---- Document source
Alors que le débat sur les retraites s’égare dans une confrontation stérile parce qu’il se refuse à mettre au centre de la discussion la question pourtant essentielle du travail, les Assises du Travail ont été ouvertes le 2 décembre dernier. Mais pourquoi donc ces Assises ne viendraient-elles pas nourrir ce qui se joue dans la réforme des retraites : une réactualisation de notre rapport au travail ?
J’ai eu la chance de participer au lancement des Assises du Travail le 2 décembre dernier au CNAM. L’ambition de ces Assises est d’associer les parties prenantes, partenaires sociaux, entreprises, universitaires, personnalités dites qualifiées et citoyens pour réfléchir ensemble autour de leurs attentes vis-à-vis du travail. L’idée de ces Assises avait été lancée par la CFDT au sortir de la crise sanitaire, puis reprise par l’exécutif dans le cadre des travaux du fameux et énigmatique Conseil national de la refondation.
La question du travail est justement au cœur de la réforme des retraites qui occupe le pays. J’ai été frappé de constater combien la géographie des manifestations du 19 janvier, au-delà des grandes métropoles, s’est calquée sur « la France du travail », celle des sous-préfectures et des villes moyennes industrielles. Et pourtant, le travail est un point aveugle du débat sur les retraites.
Ma conviction est que la vivacité de ce débat, très particulière à notre pays, est liée à la dureté du travail, à l’insatisfaction des salariés, plus prononcée en France qu’ailleurs dans les autres pays développés. Les Français aiment le travail, mais sont critiques vis-à-vis de leur travail. La retraite est ainsi vécue comme une libération, une nouvelle période de vie qui enfin, va donner droit aux aspirations, au bien-être et à la réalisation de soi. Dans ces conditions, on comprend que les salariés se braquent face à un report de ce moment privilégié.
Une épidémie de flemme, vraiment ?
Commençons par faire le sort qu’il mérite à l’argument de l’oisiveté, soupçon qui a toujours pesé sur le travailleur en France. Lors des Assises, la table ronde sur le rapport au travail a été ouverte par Jérémie Peltier, de la Fondation Jean Jaurès (FJJ), qui a utilisé cette tribune pour développer les dernières trouvailles de ce think tank autour de la « grosse fatigue » et de « l’épidémie de flemme », mise en avant par le titre d’une de ses publications récentes.
--------
---- Entrées de données
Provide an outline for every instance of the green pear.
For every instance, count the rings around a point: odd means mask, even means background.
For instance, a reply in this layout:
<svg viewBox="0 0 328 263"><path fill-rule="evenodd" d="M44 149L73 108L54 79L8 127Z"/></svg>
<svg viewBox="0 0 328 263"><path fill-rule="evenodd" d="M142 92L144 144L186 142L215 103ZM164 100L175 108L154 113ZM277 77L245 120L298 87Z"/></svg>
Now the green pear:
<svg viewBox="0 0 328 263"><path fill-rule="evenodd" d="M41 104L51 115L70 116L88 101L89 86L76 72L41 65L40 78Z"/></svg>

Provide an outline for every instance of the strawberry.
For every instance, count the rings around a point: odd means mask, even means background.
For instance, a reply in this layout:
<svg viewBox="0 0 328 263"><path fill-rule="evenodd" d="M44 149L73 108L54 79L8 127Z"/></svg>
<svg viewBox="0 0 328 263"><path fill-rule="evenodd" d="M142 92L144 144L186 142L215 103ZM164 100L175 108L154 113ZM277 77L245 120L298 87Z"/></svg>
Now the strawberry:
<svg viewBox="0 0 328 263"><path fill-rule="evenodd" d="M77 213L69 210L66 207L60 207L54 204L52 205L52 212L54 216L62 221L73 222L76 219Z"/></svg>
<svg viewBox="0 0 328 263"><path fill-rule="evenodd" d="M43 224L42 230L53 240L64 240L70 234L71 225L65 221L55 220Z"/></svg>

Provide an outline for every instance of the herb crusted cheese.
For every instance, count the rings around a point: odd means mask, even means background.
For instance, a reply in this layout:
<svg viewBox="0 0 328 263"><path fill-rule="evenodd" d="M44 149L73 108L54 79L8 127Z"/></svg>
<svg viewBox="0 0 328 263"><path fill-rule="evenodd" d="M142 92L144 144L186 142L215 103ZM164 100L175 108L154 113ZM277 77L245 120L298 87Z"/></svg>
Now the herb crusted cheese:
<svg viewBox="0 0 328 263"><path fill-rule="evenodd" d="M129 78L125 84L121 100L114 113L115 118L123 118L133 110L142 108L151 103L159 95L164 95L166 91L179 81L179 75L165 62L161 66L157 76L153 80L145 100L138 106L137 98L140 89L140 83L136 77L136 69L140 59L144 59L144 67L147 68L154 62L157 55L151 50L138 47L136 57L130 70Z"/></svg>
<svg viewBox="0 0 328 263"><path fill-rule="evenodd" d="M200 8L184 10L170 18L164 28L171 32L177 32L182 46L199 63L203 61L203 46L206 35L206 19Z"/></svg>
--------
Consigne écrite A.
Dans le texte sur les Assises du Travail, relevez toutes les parties prenantes que ces Assises ambitionnent d’associer.
Consigne écrite B.
Rédigez la suite du texte sur les Assises du Travail, en reprenant juste après sa dernière phrase.

Réponse écrite A.
- les partenaires sociaux
- les entreprises
- les universitaires
- les personnalités dites qualifiées
- les citoyens

Réponse écrite B.
Elles nous semblent faire peser sur les jeunes et une soi-disant rupture du rapport au travail, une responsabilité beaucoup plus forte que ce que nous disent les études terrain. Par ailleurs, ces constats sont rarement étayés par un appareillage statistique digne de ce nom. Il ne suffit pas comme l’a énoncé Jérémie Peltier dans son introduction de vouloir « objectiver ce que l’on ressent intuitivement ». Si le travail a effectivement perdu sa place identitaire, sans doute pour le grand bien des salariés comme des entreprises, on ne peut pas dire qu’il a perdu sa place centrale. Le rapport au travail a d’ailleurs été bien bousculé ces dernières années : dès avant la mise en suspension due au « Great Lockdown » (« Grand Confinement »), le travail faisait face aux multiples remises en question issues des grandes transitions. Pour reprendre les mots d’Olivier Dussopt, ministre du Travail, du Plein emploi et de l’Insertion, lors de son introduction, « la transition écologique et l’usage accru du numérique bouleversent les organisations du travail et les attentes de nos concitoyens vis-à-vis de leur activité professionnelle ».
La FJJ n’est pas la seule à verser dans la facilité de « l’épidémie de flemme ». Lors de son introduction au débat des Assises, François Bayrou, commissaire au Plan, mais aussi Secrétaire général du Conseil national de la refondation, a rappelé l’étymologie doloriste du mot travail (le fameux tripalium, étymologie qui est d’ailleurs de plus en plus contestée…) et s’est étonné du nombre important de postes non pourvus dans l’industrie et dans les services, en reliant cet état de fait à « un refus du travail ». Mais plus positivement, ce constat l’amène à la nécessité de « comprendre pourquoi la conciliation entre travail et épanouissement n’est plus au rendez-vous comme (pour) les classes d’âges précédentes ».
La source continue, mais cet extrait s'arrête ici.